- The problem -
All of the records that follow need to be copied word for word, without the pictures.

- Records from a dataset -
──────

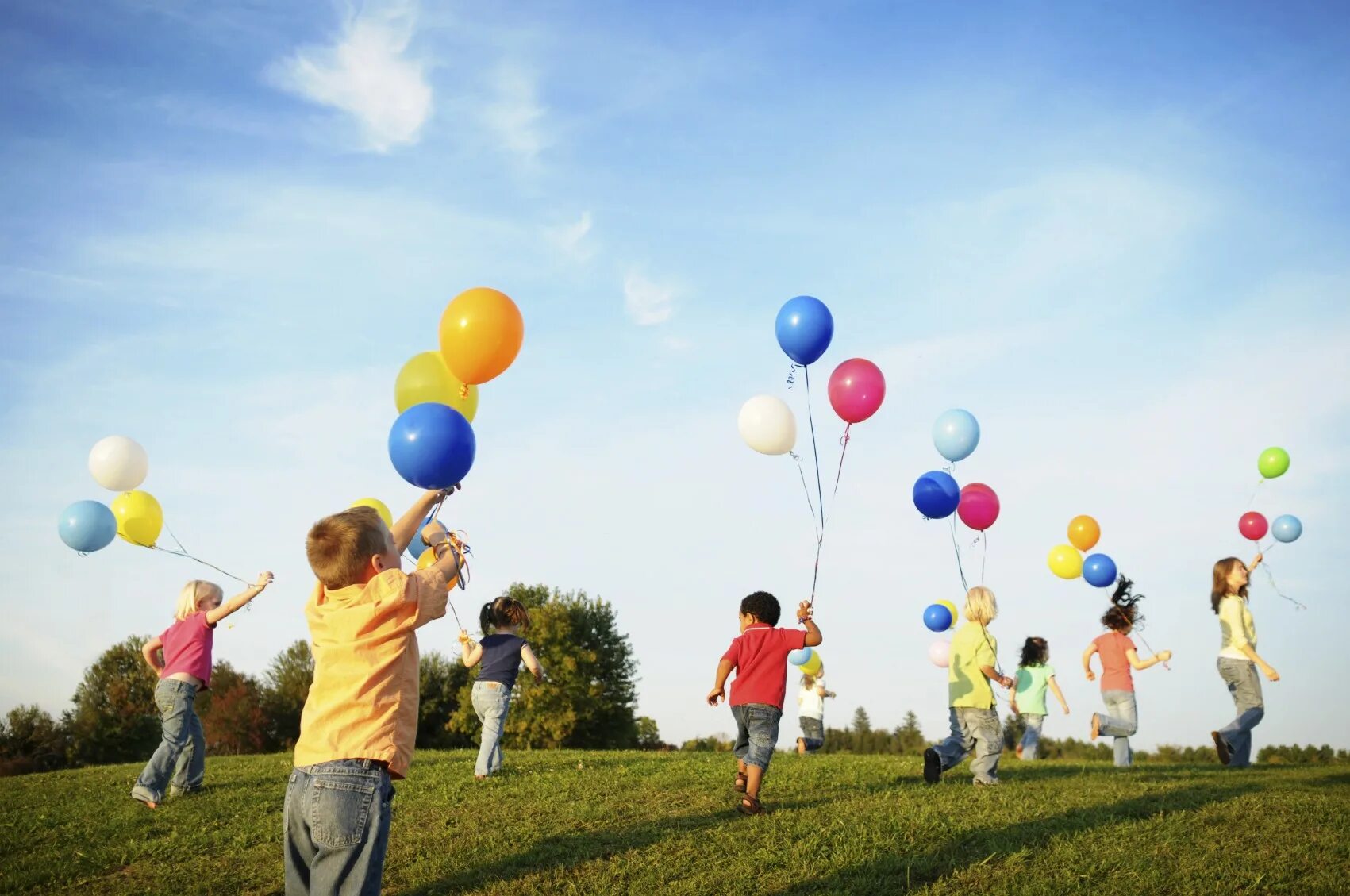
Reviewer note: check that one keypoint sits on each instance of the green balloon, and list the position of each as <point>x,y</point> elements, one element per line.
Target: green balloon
<point>1273,462</point>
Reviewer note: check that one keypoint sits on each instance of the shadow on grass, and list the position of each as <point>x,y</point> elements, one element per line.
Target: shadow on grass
<point>897,873</point>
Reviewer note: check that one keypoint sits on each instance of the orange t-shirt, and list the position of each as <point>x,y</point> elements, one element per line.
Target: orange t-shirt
<point>363,699</point>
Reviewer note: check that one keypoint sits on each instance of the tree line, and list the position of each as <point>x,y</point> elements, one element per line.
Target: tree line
<point>587,701</point>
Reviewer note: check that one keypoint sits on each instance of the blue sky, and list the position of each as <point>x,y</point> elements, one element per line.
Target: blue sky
<point>1119,238</point>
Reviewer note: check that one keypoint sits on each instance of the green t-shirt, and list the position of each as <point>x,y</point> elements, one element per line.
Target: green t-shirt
<point>972,647</point>
<point>1032,682</point>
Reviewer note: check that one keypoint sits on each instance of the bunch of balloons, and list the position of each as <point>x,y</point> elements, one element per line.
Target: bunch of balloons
<point>1272,463</point>
<point>433,444</point>
<point>1067,560</point>
<point>119,464</point>
<point>808,660</point>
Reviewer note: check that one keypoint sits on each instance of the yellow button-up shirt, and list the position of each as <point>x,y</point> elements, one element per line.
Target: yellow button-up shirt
<point>363,699</point>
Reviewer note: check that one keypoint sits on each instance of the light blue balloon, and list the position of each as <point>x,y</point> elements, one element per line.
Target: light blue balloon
<point>1287,528</point>
<point>87,526</point>
<point>956,435</point>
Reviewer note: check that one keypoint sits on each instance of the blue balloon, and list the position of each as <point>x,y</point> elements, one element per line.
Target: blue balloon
<point>956,435</point>
<point>936,494</point>
<point>87,526</point>
<point>803,329</point>
<point>433,445</point>
<point>1287,528</point>
<point>937,618</point>
<point>1099,570</point>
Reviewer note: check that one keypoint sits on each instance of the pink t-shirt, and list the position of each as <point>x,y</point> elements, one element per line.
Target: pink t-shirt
<point>1115,666</point>
<point>188,648</point>
<point>760,660</point>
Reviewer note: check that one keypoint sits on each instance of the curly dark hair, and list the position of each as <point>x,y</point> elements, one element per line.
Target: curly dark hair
<point>763,606</point>
<point>1125,610</point>
<point>1034,652</point>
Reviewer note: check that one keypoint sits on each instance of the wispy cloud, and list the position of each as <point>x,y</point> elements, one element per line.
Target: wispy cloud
<point>647,302</point>
<point>366,75</point>
<point>514,113</point>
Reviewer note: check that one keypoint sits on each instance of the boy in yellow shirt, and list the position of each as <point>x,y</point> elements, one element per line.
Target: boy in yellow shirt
<point>360,722</point>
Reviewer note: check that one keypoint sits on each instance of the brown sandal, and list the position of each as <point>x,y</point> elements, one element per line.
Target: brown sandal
<point>749,806</point>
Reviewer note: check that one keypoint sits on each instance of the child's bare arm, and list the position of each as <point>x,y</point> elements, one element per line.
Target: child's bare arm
<point>240,599</point>
<point>152,652</point>
<point>718,691</point>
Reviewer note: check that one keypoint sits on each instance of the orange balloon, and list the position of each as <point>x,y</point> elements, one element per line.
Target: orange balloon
<point>1084,532</point>
<point>481,333</point>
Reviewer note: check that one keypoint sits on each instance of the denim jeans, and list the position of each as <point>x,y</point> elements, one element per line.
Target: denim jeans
<point>1245,687</point>
<point>183,752</point>
<point>974,730</point>
<point>1032,736</point>
<point>337,828</point>
<point>756,733</point>
<point>813,733</point>
<point>490,699</point>
<point>1119,721</point>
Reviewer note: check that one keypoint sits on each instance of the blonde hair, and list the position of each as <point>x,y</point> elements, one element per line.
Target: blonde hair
<point>194,595</point>
<point>339,547</point>
<point>980,605</point>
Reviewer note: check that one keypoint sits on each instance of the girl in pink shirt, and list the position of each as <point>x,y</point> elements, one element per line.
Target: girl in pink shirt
<point>184,670</point>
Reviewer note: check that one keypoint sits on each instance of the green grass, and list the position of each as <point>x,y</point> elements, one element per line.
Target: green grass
<point>573,822</point>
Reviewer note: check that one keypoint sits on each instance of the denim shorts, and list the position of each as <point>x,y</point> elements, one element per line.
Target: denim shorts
<point>756,732</point>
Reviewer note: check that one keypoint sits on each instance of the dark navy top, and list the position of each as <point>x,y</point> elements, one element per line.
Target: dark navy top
<point>501,659</point>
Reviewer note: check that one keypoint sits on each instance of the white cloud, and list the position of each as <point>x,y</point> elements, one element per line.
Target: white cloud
<point>645,302</point>
<point>365,73</point>
<point>571,238</point>
<point>514,112</point>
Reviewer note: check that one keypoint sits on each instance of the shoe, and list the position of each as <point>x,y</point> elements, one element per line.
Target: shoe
<point>932,765</point>
<point>1221,747</point>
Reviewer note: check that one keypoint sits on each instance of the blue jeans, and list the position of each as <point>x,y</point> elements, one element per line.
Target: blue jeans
<point>490,701</point>
<point>1032,736</point>
<point>813,733</point>
<point>756,733</point>
<point>337,828</point>
<point>1119,721</point>
<point>974,730</point>
<point>1245,687</point>
<point>183,752</point>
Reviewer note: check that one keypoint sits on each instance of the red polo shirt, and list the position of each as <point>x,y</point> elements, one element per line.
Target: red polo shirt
<point>760,660</point>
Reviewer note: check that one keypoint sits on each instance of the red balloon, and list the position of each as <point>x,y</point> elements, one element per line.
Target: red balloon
<point>856,389</point>
<point>979,506</point>
<point>1253,525</point>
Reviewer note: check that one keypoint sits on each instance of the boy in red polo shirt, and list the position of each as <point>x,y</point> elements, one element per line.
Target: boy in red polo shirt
<point>759,657</point>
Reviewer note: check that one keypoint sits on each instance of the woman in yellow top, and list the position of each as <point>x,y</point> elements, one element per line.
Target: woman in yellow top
<point>1238,660</point>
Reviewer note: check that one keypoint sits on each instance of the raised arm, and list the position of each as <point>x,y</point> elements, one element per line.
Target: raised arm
<point>239,601</point>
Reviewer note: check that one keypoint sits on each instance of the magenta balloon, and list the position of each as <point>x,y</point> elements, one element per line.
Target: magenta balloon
<point>979,506</point>
<point>856,390</point>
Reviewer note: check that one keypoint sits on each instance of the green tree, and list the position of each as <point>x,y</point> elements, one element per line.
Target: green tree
<point>113,718</point>
<point>587,699</point>
<point>284,693</point>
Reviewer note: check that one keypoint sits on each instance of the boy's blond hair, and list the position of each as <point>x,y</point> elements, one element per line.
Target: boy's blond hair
<point>194,595</point>
<point>340,547</point>
<point>980,605</point>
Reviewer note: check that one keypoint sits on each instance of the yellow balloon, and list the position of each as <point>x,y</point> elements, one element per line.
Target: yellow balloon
<point>140,517</point>
<point>1065,562</point>
<point>381,508</point>
<point>425,378</point>
<point>429,558</point>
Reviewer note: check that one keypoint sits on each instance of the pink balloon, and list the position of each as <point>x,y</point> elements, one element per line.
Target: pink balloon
<point>1253,525</point>
<point>856,390</point>
<point>979,506</point>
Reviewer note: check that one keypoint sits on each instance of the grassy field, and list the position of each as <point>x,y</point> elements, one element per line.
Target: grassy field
<point>571,822</point>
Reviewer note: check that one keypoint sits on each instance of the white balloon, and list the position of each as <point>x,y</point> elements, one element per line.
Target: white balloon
<point>940,653</point>
<point>767,425</point>
<point>119,463</point>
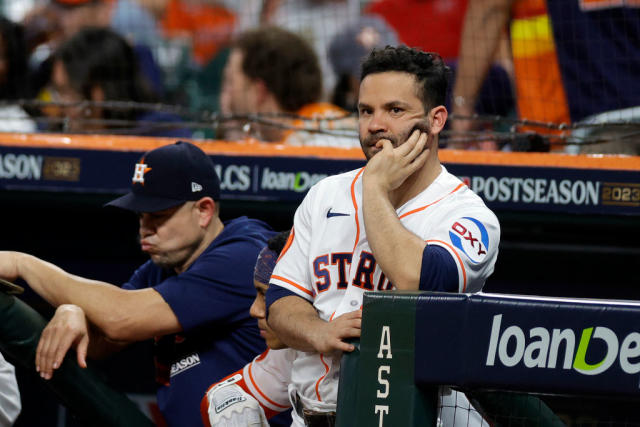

──────

- Exercise response -
Reviewer note: check that one keypoint sits on each instance of the green balloon, and list the position of each as <point>x,y</point> elements, one element per line.
Target: green balloon
<point>1273,462</point>
Reviewer note: check that one keypoint sits on each instance of the shadow on grass, and list the position of each as <point>x,y</point> elements, one element per line.
Target: shadow on grass
<point>897,873</point>
Reviewer note: check that one keypoint sits on each instance of the orange t-shirt, and list the position of each as <point>x,y</point> elements, one element per line.
Target: orange t-shirt
<point>363,699</point>
Reviewer note: check that one keypoint sits on each instance of the tree line, and list the position of each as <point>x,y</point> elements, one element per line.
Target: tree line
<point>587,701</point>
Reviewer note: check that one keypoint sits on each instance of the blue sky, and list the position of each as <point>x,y</point> elements, one element per line.
Target: blue sky
<point>1119,238</point>
Reviewer note: check that one keypoint sits on each instance of the green t-shirt, and list the position of each as <point>x,y</point> elements, one element per line.
Target: green t-shirt
<point>972,647</point>
<point>1032,682</point>
Reviewer note: check that one keypoint sits on each instance of the bunch of balloons, and list the position of each as <point>x,y</point> elements, one element per line.
Target: bunch of balloons
<point>1272,463</point>
<point>433,444</point>
<point>1067,560</point>
<point>119,464</point>
<point>808,660</point>
Reviewer note: check that one keypoint sits on each instance of the yellow button-up shirt, and list the position of each as <point>x,y</point> elements, one element per line.
Target: yellow button-up shirt
<point>363,699</point>
Reviewer note: check that one keypoint sits on each instance of the light blue balloon, and list the position of each as <point>x,y</point> elements, one element per line.
Target: light blue balloon
<point>1287,528</point>
<point>87,526</point>
<point>956,435</point>
Reviewer note: check that one keypoint sits on each instance of the blue balloon, and list the position of each as <point>x,y</point> elements, one element per line.
Target: blue balloon
<point>956,435</point>
<point>936,494</point>
<point>87,526</point>
<point>803,329</point>
<point>433,445</point>
<point>1287,528</point>
<point>937,618</point>
<point>1099,570</point>
Reviewer note: check that one keypoint sits on each instance of the pink t-shirt, and list the position of each as <point>x,y</point> elements, one element per line.
Target: pink t-shirt
<point>1115,666</point>
<point>188,648</point>
<point>760,660</point>
Reviewer note: check that one keypoint sits on each instance of the curly dark hair, and list the position of each as <point>x,y</point> elements, one element per line.
Target: curly dark hair
<point>763,606</point>
<point>1125,610</point>
<point>1034,652</point>
Reviewer note: check that one keypoint sits on each instance of the wispy cloud, and list the position of each as <point>x,y</point> elements, one element per line.
Target: wispy cloud
<point>647,302</point>
<point>366,75</point>
<point>514,113</point>
Reviewer note: check that one keypoint sits on each instance of the boy in yellow shirt, and list the position of each as <point>x,y</point> elements, one element per line.
Target: boy in yellow shirt
<point>360,722</point>
Reviewer note: check that one keypoint sits on each instance of the brown sandal, and list the position of each as <point>x,y</point> elements, one element per line.
Target: brown sandal
<point>749,806</point>
Reviewer note: check that one keypoint sits on each instance of the child's bare arm, and list the position of each as <point>x,y</point> elements, one element per line.
Target: child's bare arm
<point>240,599</point>
<point>152,652</point>
<point>718,691</point>
Reviewer note: check that one keypoint sits on each instance of the orange balloon, and list the position of each as <point>x,y</point> elements, one element per line.
Target: orange balloon
<point>1084,532</point>
<point>481,333</point>
Reviewer note: check that one keypoint sits on each instance of the denim jeans, and list the position of each as <point>x,y</point> elements, one element per line.
Target: denim jeans
<point>1245,687</point>
<point>183,752</point>
<point>974,730</point>
<point>1032,736</point>
<point>337,828</point>
<point>756,733</point>
<point>813,733</point>
<point>490,699</point>
<point>1119,721</point>
Reviewer note: check that one keypoint sits on each instance of the blonde hair, and list the position of each as <point>x,y</point> elements, one element per line.
Target: blonde hair
<point>194,595</point>
<point>339,547</point>
<point>980,605</point>
Reviewer note: check that one keypoint sits on each instance of the girl in pink shirt, and list the position of each as <point>x,y</point> elements, one element per line.
Target: girl in pink shirt
<point>184,670</point>
Reviewer note: check that one keypoint sits on each instance of the green grass, and list the position of each as <point>x,y</point> elements, one element per line.
Target: green grass
<point>573,822</point>
Reviewer note: check that one keypoint sits on each instance of the denim shorts, and list the position of each as <point>x,y</point> elements, one element per line.
Target: denim shorts
<point>756,732</point>
Reviewer note: check that one keypoint sits on each instance of the dark navy top, and list the position of each as <point>x,y</point> elements, one element per line.
Target: dark navy top
<point>501,659</point>
Reviewer note: check that one keypoint sits on each instance of the white cloud, and list the position of each as <point>x,y</point> elements, one element per line.
Target: white cloud
<point>645,302</point>
<point>365,73</point>
<point>571,238</point>
<point>514,112</point>
Reviewer note: check that one keypoint sits on each instance of the shoe, and list the position of each as <point>x,y</point> elements, one element per line.
Target: shoe
<point>932,765</point>
<point>1221,747</point>
Reviewer note: check that one keypoint sits on each instance of the blue jeans, and list the position of each as <point>x,y</point> elements, one element per line.
Target: blue jeans
<point>490,701</point>
<point>1032,736</point>
<point>813,733</point>
<point>756,733</point>
<point>337,828</point>
<point>1119,721</point>
<point>974,730</point>
<point>1245,687</point>
<point>183,752</point>
Reviewer note: check that one keypoint sits on each instance of the red polo shirt, and list the position of each as <point>x,y</point> elements, one element per line.
Target: red polo shirt
<point>760,660</point>
Reviewer note: check that one keypoint sits on each instance of the red balloon, and list the position of each as <point>x,y</point> elements, one element per line.
Target: red balloon
<point>856,389</point>
<point>979,506</point>
<point>1253,525</point>
Reviewer note: check that one keypoint sits on each instance of the boy in red polo shirt, and list the position of each as <point>x,y</point> elements, one element per line.
Target: boy in red polo shirt
<point>759,657</point>
Reviewer note: check that one keypoint sits on each instance of the woman in yellow top, and list the position of each as <point>x,y</point> elements, one element per line.
Target: woman in yellow top
<point>1238,660</point>
Reviewer note: check that one keypoint sits on each instance of the raised arm, and list the position of each as <point>x,y</point> elements, one element per line.
Target: raised arm
<point>239,601</point>
Reviewer note: check that one keypoint sits on each instance of the magenta balloon, and list the position of each as <point>x,y</point> elements, one element per line.
Target: magenta balloon
<point>979,506</point>
<point>856,390</point>
Reviewer note: check that one keypoint sits on each instance of the green tree, and list the position of each as <point>x,y</point> elements, one element per line.
Target: green tree
<point>113,718</point>
<point>587,699</point>
<point>284,693</point>
Reviewer note: check that one keypoint sits on each instance of the boy's blond hair, and list the position of each as <point>x,y</point> elements, one element per line.
Target: boy's blond hair
<point>194,595</point>
<point>340,547</point>
<point>980,605</point>
Reviewer note: check that one keypoint sits on each instance of the yellow balloon, and list the position of each as <point>x,y</point> elements, one element per line.
Target: yellow balloon
<point>140,517</point>
<point>1065,562</point>
<point>381,508</point>
<point>425,378</point>
<point>429,558</point>
Reviewer note: check that one keypoint sits on each instance of the pink balloon, and list the position of each as <point>x,y</point> elements, one element per line.
Target: pink balloon
<point>1253,525</point>
<point>856,390</point>
<point>979,506</point>
Reviewer note: check that one keypoint sits on each instance of the grassy field, and list the position of each as <point>x,y</point> elements, one element per line.
Target: grassy field
<point>571,822</point>
Reviewer note: check that one keypoint sits on each instance of the white balloon, and list the position of each as <point>x,y</point> elements, one element per line.
Target: white balloon
<point>940,653</point>
<point>767,425</point>
<point>119,463</point>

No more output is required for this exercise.